## YOUR INSTRUCTIONS
Repeat all of the records verbatim.
'''
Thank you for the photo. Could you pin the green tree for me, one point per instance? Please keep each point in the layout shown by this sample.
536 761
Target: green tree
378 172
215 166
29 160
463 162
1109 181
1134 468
'''
## ANSWER FOR THE TASK
Thank you for the photo. Could you pin the green tree for me, one point per instance? Please keep each point in the layout shown by this sample.
536 761
Target: green tree
378 172
215 166
29 160
463 162
1109 181
1134 468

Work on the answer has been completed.